* Begin Input material *

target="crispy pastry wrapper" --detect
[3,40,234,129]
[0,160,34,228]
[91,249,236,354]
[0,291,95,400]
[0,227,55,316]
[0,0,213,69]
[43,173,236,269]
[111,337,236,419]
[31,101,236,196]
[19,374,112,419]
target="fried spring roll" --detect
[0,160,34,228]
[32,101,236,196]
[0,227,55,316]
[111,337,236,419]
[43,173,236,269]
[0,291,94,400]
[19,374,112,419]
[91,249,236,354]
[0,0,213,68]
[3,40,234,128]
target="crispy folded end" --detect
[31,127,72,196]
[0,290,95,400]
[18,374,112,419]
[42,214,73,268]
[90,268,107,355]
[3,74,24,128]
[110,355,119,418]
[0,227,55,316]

* End Input material *

◆ **Exercise objective**
Identify every line in the material above that contains the word "crispy", and copy each of those lines.

◆ **The answer**
target="crispy pastry wrapper" --detect
target="crispy folded end" --detect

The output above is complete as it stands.